• _PROBLEM REQUIREMENTS_
Print the entries once more, unchanged.

** RECORDS FOR THE TASK follows **

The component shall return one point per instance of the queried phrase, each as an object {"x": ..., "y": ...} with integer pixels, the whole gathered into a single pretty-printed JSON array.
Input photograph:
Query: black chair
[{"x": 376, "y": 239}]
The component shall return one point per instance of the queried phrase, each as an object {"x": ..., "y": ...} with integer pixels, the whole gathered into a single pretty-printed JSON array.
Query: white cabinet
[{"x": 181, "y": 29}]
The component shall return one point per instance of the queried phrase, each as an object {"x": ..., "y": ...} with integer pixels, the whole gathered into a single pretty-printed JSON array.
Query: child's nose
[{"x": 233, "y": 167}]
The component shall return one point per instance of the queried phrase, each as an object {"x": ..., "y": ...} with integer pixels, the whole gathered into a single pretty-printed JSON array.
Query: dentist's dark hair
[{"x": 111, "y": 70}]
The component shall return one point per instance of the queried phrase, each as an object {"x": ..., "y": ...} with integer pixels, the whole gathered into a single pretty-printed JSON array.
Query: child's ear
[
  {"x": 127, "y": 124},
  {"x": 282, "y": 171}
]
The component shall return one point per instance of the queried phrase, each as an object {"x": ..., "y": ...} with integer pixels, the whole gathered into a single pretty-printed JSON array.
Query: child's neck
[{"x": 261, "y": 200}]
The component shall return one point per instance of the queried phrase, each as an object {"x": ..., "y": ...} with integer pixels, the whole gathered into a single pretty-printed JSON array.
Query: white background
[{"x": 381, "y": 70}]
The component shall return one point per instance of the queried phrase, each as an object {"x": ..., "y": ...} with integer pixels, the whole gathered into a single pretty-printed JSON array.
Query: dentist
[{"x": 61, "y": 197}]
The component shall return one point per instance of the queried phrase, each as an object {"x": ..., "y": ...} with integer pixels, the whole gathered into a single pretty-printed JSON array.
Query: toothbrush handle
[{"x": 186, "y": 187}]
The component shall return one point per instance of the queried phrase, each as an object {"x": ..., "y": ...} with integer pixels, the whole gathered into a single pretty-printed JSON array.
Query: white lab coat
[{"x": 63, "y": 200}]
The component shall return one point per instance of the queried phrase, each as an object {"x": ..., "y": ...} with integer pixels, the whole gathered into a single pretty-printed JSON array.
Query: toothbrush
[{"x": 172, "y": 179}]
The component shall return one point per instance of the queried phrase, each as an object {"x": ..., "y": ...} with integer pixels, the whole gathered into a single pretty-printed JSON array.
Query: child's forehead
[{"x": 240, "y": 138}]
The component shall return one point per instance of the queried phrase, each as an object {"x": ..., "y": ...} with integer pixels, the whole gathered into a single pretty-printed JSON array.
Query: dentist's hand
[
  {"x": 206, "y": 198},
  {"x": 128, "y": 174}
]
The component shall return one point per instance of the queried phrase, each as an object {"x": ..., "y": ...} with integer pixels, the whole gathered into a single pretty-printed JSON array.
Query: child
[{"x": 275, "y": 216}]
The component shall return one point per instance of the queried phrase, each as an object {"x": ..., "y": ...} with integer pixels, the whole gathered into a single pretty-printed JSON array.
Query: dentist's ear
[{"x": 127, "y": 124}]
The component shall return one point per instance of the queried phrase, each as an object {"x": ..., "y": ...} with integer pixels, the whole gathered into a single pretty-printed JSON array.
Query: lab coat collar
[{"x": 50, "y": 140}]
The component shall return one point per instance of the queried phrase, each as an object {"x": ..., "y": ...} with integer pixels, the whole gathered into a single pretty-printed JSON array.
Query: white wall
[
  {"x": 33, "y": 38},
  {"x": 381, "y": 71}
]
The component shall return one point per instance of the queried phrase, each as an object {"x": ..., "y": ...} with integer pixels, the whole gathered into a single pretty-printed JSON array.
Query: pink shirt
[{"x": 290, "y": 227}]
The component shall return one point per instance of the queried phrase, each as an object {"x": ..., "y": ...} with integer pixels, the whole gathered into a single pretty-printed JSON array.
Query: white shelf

** End of RECORDS FOR THE TASK **

• _TASK OUTPUT_
The component shall return one point per instance of the queried phrase, each as an object {"x": ..., "y": ...} with integer pixels, the whole gathered into a single pretty-printed JSON array.
Input photograph:
Query: black chair
[{"x": 376, "y": 239}]
The component shall return one point per instance of the queried phrase, each as an object {"x": ..., "y": ...} with integer pixels, the whole gathered into a single pretty-printed JSON array.
Query: white cabinet
[{"x": 181, "y": 29}]
The component shall return one point per instance of the queried phrase, each as an object {"x": ..., "y": ...} with integer pixels, the whole gathered into a single pretty-printed JSON array.
Query: child's nose
[{"x": 233, "y": 167}]
The component shall return one point per instance of the queried phrase, each as an object {"x": ..., "y": ...} with integer pixels, the whole gathered into a single pretty-printed JSON array.
Query: dentist's dark hair
[{"x": 111, "y": 70}]
The component shall return one point per instance of the queried phrase, each as an object {"x": ..., "y": ...} with integer pixels, the whole gathered into a single pretty-printed JSON array.
Query: child's ear
[
  {"x": 127, "y": 124},
  {"x": 282, "y": 171}
]
The component shall return one point per instance of the queried phrase, each as an object {"x": ..., "y": ...} with integer pixels, the whole gathered into a single pretty-printed JSON array.
Query: child's neck
[{"x": 261, "y": 200}]
The component shall return one point per instance of the queried phrase, each as an object {"x": ..., "y": ...} with integer pixels, the whole gathered into a single pretty-printed JSON array.
Query: white background
[{"x": 381, "y": 70}]
The component shall return one point per instance of the queried phrase, each as an object {"x": ..., "y": ...} with integer pixels, the whole gathered into a single pretty-printed JSON array.
Query: dentist
[{"x": 61, "y": 197}]
The component shall return one point per instance of the queried phrase, each as an object {"x": ..., "y": ...} with integer pixels, the whole gathered into a single pretty-printed JSON array.
Query: toothbrush handle
[{"x": 186, "y": 187}]
The component shall return one point per instance of the queried phrase, each as an object {"x": ..., "y": ...} with integer pixels, the whole gathered into a single pretty-printed JSON array.
Query: white lab coat
[{"x": 63, "y": 200}]
The component shall return one point per instance of the queried phrase, each as an object {"x": ..., "y": ...} with integer pixels, the whole gathered into a single pretty-printed JSON array.
Query: toothbrush
[{"x": 172, "y": 179}]
The component shall return one point per instance of the queried phrase, each as an object {"x": ..., "y": ...} with integer pixels, the whole gathered into a single pretty-printed JSON array.
Query: child's forehead
[{"x": 240, "y": 138}]
The component shall return one point per instance of the queried phrase, each as an object {"x": ..., "y": ...} with integer pixels, the whole gathered into a single pretty-printed JSON array.
Query: dentist's hand
[
  {"x": 206, "y": 198},
  {"x": 128, "y": 174}
]
The component shall return one point per instance of the queried phrase, each as an object {"x": ..., "y": ...} with integer pixels, the whole gathered into a single pretty-printed JSON array.
Query: child
[{"x": 275, "y": 216}]
The component shall return one point per instance of the queried phrase, each as an object {"x": ..., "y": ...} with integer pixels, the whole gathered into a single pretty-printed JSON array.
Query: dentist's ear
[{"x": 127, "y": 124}]
The component shall return one point per instance of the queried phrase, each as an object {"x": ..., "y": ...} with integer pixels, the whole gathered into a single pretty-printed JSON array.
Query: lab coat collar
[{"x": 50, "y": 140}]
The component shall return one point per instance of the queried phrase, each as an object {"x": ..., "y": ...} with integer pixels, the whole gathered into a single pretty-printed JSON array.
Query: white wall
[
  {"x": 33, "y": 38},
  {"x": 381, "y": 71}
]
The component shall return one point per instance of the queried phrase, each as an object {"x": ..., "y": ...} with integer pixels, the whole gathered into a single pretty-printed JSON array.
Query: pink shirt
[{"x": 290, "y": 227}]
The component shall return one point per instance of the queried phrase, each as an object {"x": ..., "y": ...} with integer pixels, the whole gathered into a single pretty-printed JSON array.
Query: white shelf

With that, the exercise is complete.